▼▼▼

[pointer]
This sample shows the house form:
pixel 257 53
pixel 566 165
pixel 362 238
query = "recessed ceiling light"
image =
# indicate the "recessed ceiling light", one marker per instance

▲▲▲

Requirement - Retype all of the data exactly, so that nothing differs from what is given.

Solved exercise -
[pointer]
This sample shows the house form:
pixel 257 53
pixel 566 165
pixel 362 238
query = "recessed ceiling light"
image =
# indicate the "recessed ceiling light", one marker per instance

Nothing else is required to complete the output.